# DIRECTIONS FOR THIS TASK:
All lines from the one with "of the garrison" to the end need to be copied exactly, with nothing before them.

# DATA PROVIDED:

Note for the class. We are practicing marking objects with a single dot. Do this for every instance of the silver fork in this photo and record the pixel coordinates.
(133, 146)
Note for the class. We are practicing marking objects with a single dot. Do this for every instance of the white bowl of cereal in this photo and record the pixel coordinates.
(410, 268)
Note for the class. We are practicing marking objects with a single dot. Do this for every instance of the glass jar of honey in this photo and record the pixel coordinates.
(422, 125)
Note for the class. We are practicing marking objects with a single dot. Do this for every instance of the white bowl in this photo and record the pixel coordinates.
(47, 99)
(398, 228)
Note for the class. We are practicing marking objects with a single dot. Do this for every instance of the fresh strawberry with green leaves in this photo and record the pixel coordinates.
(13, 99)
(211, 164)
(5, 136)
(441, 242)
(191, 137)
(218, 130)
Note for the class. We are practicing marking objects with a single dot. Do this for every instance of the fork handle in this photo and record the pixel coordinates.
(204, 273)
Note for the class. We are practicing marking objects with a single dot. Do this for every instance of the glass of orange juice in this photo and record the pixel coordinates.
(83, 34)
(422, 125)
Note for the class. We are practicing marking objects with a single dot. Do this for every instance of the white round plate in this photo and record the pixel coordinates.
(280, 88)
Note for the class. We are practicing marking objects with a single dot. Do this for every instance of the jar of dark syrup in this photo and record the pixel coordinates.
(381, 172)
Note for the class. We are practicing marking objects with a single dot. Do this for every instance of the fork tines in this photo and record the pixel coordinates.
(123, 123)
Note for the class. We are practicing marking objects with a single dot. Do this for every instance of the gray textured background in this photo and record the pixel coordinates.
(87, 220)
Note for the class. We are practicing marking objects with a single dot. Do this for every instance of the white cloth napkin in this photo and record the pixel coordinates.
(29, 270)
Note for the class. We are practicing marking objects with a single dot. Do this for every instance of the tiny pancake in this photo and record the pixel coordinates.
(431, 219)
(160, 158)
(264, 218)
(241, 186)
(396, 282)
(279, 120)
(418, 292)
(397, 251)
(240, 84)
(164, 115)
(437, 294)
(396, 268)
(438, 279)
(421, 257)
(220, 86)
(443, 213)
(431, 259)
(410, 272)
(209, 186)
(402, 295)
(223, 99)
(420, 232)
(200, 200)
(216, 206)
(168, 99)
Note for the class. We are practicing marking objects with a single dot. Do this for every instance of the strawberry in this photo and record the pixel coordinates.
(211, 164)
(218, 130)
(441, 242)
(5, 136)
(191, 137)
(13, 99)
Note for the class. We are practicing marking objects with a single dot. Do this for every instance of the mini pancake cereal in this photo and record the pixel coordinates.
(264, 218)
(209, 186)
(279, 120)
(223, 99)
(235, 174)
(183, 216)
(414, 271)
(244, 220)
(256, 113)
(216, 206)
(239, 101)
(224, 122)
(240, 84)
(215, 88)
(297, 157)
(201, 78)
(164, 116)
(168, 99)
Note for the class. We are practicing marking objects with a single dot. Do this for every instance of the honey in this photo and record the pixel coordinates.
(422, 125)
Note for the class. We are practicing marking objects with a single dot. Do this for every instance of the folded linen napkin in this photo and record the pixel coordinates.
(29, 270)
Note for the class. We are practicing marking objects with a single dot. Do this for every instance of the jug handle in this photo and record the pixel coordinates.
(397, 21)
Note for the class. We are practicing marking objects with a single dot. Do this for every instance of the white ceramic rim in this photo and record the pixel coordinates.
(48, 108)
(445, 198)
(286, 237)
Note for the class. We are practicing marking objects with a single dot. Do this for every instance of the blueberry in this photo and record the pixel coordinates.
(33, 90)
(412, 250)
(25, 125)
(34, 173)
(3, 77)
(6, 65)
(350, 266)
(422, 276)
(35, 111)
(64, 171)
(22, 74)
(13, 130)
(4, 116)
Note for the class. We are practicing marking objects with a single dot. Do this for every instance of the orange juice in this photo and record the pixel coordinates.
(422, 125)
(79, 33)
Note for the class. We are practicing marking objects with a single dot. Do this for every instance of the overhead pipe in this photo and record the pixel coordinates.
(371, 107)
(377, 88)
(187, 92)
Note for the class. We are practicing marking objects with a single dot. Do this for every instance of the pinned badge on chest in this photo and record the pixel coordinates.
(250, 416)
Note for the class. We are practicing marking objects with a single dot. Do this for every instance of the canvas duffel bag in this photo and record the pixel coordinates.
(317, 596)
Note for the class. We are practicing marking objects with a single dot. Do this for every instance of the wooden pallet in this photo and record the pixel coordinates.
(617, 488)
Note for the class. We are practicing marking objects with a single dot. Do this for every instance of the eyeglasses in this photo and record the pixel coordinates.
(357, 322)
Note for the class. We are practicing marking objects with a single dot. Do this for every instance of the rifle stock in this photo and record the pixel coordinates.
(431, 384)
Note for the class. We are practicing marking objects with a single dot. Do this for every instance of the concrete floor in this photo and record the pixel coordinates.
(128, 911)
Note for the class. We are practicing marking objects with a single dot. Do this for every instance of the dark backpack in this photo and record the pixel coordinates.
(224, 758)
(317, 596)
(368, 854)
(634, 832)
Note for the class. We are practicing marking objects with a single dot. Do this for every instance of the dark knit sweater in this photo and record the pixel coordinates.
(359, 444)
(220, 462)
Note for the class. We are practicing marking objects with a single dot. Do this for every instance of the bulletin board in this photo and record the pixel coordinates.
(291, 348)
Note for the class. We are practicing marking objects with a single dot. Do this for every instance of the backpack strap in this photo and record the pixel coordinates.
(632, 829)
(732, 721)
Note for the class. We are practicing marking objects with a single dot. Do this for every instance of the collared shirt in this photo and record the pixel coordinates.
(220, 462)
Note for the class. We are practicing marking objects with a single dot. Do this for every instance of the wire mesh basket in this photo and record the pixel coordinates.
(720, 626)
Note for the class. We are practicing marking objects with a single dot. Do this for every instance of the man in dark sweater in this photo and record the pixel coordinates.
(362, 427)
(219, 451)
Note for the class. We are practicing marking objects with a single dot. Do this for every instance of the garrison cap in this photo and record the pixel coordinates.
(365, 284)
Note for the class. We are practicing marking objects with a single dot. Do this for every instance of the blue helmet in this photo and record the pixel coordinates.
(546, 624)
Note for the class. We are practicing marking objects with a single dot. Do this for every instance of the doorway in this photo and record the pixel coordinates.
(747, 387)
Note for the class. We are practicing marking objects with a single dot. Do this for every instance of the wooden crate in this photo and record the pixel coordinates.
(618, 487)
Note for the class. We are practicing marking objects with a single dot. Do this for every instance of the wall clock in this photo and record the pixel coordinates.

# SOLUTION FOR THIS PROBLEM:
Note for the class. We are practicing marking objects with a single dot. Do this for every instance of the garrison cap in this photo and record the pixel coordinates.
(365, 284)
Note for the class. We are practicing marking objects with a single dot. Do this for every instance of the blue helmet in this photo and record the pixel coordinates.
(546, 624)
Note for the class. We are practicing marking objects with a single dot. Do this for every instance of the doorway in this photo and record the pixel coordinates.
(747, 387)
Note for the class. We are practicing marking objects with a single dot. Do this for every instance of the wooden crate in this photo and record the pixel coordinates.
(618, 487)
Note for the class. We are practicing marking objects with a single dot. Do this for every instance of the wall clock in this photo and record the pixel coordinates.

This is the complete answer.